Look at John 1:3 again.
3 All things were made through him, and without him was not any thing made that was made.
Colossians 1:16 says,
16 For by him all things were created, in heaven and on earth, visible and invisible, whether thrones or dominions or rulers or authorities—all things were created through him and for him.
And 2 Peter 3:5 reminds us that the earth was formed by the word of God.
Then we also learn from John that Jesus was God, clothed in human flesh. It’s very clear here and throughout God’s Word that Jesus was certainly not simply some “heroic leader who challenged the establishment of his day.”
John says it in verse 1 in very simple words so we won’t be confused, and the Word was God.
Jesus is God the Son, God incarnate, God in human flesh. How can this be?
It’s a mystery to our human way of thinking but it’s no less the truth. Jesus Christ was not a mirage, not a ghost nor an illusion.
John says it like this, speaking for himself and the other disciples, in 1 John 1:1-2,
1:1 That which was from the beginning, which we have heard, which we have seen with our eyes, which we looked upon and have touched with our hands, concerning the word of life— 2 the life was made manifest, and we have seen it, and testify to it and proclaim to you the eternal life, which was with the Father and was made manifest to us
By the miracle of the virgin birth Jesus Christ was revealed to us, God in human flesh.

◆ REQUIRED WORK
Copy out the sermon excerpt starting at "And 2 Peter" and ending at "can this be?", substituting "a human body" for each "human flesh". The listing has nothing to do with the sermon excerpt.

◆ DATA ROWS
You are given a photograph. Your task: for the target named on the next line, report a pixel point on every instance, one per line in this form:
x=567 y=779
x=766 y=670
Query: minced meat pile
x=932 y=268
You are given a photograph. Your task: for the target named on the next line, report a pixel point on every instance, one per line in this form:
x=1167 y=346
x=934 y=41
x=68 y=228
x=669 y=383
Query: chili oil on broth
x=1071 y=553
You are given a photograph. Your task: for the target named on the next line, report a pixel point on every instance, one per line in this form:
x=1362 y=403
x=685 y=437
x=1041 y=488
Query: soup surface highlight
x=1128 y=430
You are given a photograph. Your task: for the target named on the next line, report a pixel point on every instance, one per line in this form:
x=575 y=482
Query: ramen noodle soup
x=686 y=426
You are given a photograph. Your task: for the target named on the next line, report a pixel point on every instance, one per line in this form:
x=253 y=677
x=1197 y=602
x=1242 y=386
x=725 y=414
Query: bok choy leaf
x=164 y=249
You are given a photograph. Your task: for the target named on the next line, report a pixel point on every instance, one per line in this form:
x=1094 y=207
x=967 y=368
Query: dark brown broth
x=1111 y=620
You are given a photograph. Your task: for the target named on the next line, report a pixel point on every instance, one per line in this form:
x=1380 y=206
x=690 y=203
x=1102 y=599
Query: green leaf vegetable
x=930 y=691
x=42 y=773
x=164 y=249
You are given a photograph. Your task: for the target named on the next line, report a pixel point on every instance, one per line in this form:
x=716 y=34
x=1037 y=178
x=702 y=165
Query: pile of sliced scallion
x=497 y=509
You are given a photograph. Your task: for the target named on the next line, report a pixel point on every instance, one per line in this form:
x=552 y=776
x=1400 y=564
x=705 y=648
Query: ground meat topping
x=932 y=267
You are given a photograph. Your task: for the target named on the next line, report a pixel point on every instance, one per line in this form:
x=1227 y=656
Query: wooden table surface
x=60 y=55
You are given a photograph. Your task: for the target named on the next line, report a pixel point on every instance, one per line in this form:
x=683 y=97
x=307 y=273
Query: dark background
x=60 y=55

◆ TASK SOLUTION
And 2 Peter 3:5 reminds us that the earth was formed by the word of God.
Then we also learn from John that Jesus was God, clothed in a human body. It’s very clear here and throughout God’s Word that Jesus was certainly not simply some “heroic leader who challenged the establishment of his day.”
John says it in verse 1 in very simple words so we won’t be confused, and the Word was God.
Jesus is God the Son, God incarnate, God in a human body. How can this be?